Copy out all of the material below, changing every "instance" to "occurrence" and leaving everything else as it is.

----

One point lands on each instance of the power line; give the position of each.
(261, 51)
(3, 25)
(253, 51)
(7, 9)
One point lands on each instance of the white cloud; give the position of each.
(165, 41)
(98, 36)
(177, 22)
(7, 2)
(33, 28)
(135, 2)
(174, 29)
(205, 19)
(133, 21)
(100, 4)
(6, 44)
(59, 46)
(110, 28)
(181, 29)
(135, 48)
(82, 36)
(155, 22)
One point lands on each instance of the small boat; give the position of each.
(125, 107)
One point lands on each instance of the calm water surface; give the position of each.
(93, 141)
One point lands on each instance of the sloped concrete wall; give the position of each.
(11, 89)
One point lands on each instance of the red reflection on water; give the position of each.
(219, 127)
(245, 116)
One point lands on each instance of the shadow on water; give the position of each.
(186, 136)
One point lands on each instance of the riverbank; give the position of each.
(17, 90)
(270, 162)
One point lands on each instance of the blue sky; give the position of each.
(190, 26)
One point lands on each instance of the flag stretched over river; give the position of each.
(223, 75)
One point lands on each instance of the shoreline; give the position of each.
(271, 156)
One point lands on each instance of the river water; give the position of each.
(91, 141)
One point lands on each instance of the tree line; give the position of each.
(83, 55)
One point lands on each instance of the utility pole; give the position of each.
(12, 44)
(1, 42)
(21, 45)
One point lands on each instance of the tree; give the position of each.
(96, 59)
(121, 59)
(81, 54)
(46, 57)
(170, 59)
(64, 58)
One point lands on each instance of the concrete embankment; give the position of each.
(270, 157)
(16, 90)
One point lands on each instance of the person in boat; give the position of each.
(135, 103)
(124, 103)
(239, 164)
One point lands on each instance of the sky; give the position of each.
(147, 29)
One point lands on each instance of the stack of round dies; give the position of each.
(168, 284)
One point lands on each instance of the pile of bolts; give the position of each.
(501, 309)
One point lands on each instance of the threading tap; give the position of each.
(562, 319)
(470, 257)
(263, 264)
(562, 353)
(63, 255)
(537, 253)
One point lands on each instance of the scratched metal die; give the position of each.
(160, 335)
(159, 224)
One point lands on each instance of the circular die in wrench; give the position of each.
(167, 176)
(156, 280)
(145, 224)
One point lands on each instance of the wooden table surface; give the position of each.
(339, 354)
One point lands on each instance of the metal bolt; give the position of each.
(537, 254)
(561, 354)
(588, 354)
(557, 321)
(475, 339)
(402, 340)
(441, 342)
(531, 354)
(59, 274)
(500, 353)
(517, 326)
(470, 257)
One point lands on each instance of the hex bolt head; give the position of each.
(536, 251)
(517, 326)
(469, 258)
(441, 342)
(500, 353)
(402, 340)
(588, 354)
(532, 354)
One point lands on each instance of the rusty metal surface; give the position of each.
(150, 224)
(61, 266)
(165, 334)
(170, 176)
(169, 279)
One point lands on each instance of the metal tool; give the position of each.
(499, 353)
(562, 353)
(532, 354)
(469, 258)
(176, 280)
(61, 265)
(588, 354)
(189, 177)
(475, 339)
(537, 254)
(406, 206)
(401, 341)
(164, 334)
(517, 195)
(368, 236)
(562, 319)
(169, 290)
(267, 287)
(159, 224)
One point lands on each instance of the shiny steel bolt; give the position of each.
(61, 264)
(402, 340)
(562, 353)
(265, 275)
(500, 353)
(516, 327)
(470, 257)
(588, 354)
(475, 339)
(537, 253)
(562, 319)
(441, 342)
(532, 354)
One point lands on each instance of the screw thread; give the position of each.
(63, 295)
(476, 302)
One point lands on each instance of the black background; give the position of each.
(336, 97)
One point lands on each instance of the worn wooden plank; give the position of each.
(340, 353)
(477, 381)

----

Right answer:
One point lands on each occurrence of the power line; give the position of each.
(261, 51)
(3, 25)
(253, 51)
(7, 9)
One point lands on each occurrence of the white cloud; give the position of each.
(165, 41)
(98, 36)
(177, 22)
(7, 2)
(33, 28)
(135, 2)
(174, 29)
(205, 19)
(133, 21)
(100, 4)
(6, 44)
(59, 46)
(110, 28)
(181, 29)
(135, 48)
(82, 36)
(155, 22)
One point lands on each occurrence of the small boat; give the position of each.
(125, 107)
One point lands on each occurrence of the calm water surface; give the position of each.
(93, 141)
One point lands on each occurrence of the sloped concrete wall; give the position of each.
(11, 89)
One point lands on each occurrence of the red reflection on water; give the position of each.
(219, 127)
(245, 116)
One point lands on each occurrence of the shadow on water; give the position of each.
(186, 136)
One point lands on each occurrence of the riverbank; give the position of each.
(17, 90)
(270, 162)
One point lands on each occurrence of the blue sky; give the position of each.
(190, 26)
One point lands on each occurrence of the flag stretched over river; give the position of each.
(223, 75)
One point lands on each occurrence of the shoreline; give the position of each.
(271, 156)
One point lands on each occurrence of the river water; give the position of each.
(91, 141)
One point lands on each occurrence of the tree line; give the position of each.
(83, 55)
One point lands on each occurrence of the utility pole; give the position of each.
(12, 44)
(1, 42)
(21, 45)
One point lands on each occurrence of the tree; give the position of each.
(96, 59)
(121, 59)
(81, 54)
(46, 57)
(170, 59)
(64, 58)
One point lands on each occurrence of the concrete embankment; give the position of each.
(270, 157)
(16, 90)
One point lands on each occurrence of the person in boat; give the position of each.
(135, 103)
(124, 103)
(239, 164)
One point lands on each occurrence of the sky; give the position of each.
(147, 29)
One point lands on each occurrence of the stack of round dies; give the position of each.
(168, 284)
One point lands on each occurrence of the pile of bolts; give the position of each.
(501, 309)
One point lands on each occurrence of the threading tap; give the position of each.
(562, 319)
(470, 257)
(263, 264)
(562, 353)
(63, 255)
(537, 253)
One point lands on each occurrence of the scratched metal die; give the position of each.
(160, 335)
(159, 224)
One point lands on each occurrence of the circular die in wrench; give the position of each.
(167, 176)
(156, 280)
(145, 224)
One point lands on each occurrence of the wooden table surface; give the position of each.
(339, 354)
One point lands on each occurrence of the metal bolt; give the position of each.
(537, 254)
(561, 354)
(588, 354)
(557, 321)
(475, 339)
(402, 340)
(441, 342)
(531, 354)
(59, 274)
(500, 353)
(517, 326)
(470, 257)
One point lands on each occurrence of the hex bolt head; give the position of each.
(536, 251)
(517, 326)
(469, 258)
(441, 342)
(500, 353)
(402, 340)
(588, 354)
(532, 354)
One point lands on each occurrence of the rusty metal surface; give the position of each.
(150, 224)
(61, 266)
(165, 334)
(170, 176)
(169, 279)
One point lands on each occurrence of the metal tool; give the position of each.
(499, 353)
(562, 353)
(532, 354)
(469, 258)
(176, 280)
(61, 265)
(588, 354)
(189, 177)
(475, 339)
(537, 254)
(406, 206)
(401, 341)
(164, 334)
(517, 195)
(368, 236)
(562, 319)
(169, 290)
(267, 287)
(159, 224)
One point lands on each occurrence of the shiny steel bolt; give the position of each.
(61, 264)
(402, 340)
(562, 353)
(265, 275)
(500, 353)
(516, 327)
(470, 257)
(588, 354)
(475, 339)
(537, 253)
(562, 319)
(441, 342)
(532, 354)
One point lands on each occurrence of the screw thread; give the position of each.
(63, 295)
(476, 302)
One point lands on each occurrence of the black background; give the position of each.
(336, 97)
One point lands on each occurrence of the worn wooden plank; give the position of each.
(340, 353)
(477, 381)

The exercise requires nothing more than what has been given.